→ EXCERPTED RECORDS:
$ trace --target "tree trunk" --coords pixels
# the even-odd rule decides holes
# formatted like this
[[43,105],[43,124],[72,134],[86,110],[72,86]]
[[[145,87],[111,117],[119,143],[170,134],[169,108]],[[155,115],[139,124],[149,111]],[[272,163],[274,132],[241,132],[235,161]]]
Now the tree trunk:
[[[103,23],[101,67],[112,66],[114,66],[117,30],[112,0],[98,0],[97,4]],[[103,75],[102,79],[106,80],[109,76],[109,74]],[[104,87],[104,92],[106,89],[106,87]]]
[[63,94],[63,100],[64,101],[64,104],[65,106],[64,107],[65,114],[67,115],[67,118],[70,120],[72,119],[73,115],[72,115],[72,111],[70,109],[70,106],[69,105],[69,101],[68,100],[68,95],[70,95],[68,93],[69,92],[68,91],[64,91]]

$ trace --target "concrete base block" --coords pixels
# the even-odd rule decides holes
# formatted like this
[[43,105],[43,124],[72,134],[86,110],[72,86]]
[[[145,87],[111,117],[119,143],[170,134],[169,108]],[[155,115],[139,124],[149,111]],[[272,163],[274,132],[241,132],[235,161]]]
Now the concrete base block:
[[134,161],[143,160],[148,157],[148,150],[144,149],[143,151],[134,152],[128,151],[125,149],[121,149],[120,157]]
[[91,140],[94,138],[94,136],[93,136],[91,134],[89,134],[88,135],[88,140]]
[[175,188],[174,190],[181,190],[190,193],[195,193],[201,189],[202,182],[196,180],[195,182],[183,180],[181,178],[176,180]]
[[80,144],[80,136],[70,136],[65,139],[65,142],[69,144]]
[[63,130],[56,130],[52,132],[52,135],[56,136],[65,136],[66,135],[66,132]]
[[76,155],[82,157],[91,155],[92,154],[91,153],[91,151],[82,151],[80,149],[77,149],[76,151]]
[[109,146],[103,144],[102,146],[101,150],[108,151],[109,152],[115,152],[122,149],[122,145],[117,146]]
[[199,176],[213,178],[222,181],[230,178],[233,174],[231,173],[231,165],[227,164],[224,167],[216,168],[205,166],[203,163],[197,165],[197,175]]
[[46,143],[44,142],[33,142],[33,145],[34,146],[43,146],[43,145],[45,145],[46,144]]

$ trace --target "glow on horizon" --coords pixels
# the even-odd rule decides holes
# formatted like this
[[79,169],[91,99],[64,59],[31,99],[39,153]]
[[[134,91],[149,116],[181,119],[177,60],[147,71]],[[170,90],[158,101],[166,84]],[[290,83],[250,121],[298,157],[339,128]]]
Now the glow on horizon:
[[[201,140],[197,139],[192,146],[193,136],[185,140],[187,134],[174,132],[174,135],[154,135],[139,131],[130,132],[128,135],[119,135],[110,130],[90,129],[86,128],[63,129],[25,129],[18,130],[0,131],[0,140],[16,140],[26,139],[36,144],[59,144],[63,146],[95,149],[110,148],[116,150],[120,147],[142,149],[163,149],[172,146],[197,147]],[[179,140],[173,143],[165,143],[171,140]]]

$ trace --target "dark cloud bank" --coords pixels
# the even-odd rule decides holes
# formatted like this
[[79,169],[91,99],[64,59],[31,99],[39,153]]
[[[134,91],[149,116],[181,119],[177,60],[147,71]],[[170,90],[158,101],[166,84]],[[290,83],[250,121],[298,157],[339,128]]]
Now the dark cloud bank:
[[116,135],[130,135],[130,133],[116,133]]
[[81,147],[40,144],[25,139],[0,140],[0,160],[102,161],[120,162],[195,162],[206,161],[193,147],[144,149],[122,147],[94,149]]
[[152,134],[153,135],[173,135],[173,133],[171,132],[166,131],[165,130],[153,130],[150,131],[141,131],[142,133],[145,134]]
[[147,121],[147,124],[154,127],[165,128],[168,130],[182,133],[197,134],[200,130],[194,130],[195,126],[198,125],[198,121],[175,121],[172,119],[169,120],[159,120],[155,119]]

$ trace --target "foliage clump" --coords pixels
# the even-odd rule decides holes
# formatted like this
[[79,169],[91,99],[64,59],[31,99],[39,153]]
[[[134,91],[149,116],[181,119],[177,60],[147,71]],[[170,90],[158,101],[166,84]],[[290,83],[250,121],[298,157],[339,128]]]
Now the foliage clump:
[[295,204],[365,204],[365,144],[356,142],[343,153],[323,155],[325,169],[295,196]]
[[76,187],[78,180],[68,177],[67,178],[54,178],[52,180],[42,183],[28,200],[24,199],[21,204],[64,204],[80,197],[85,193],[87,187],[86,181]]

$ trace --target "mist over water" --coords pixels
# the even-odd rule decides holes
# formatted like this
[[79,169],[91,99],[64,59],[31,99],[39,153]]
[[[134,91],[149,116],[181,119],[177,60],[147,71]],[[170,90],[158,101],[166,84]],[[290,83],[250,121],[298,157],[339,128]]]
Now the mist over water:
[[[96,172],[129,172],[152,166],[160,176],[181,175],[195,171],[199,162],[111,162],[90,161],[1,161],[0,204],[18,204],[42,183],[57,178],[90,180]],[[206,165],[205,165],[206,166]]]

→ TASK: Please return each line of the listing above that contains the string "tree". Case counts.

→ COMPLETED EXERCISE:
$ trace --target "tree trunk" --coords pixels
Now the tree trunk:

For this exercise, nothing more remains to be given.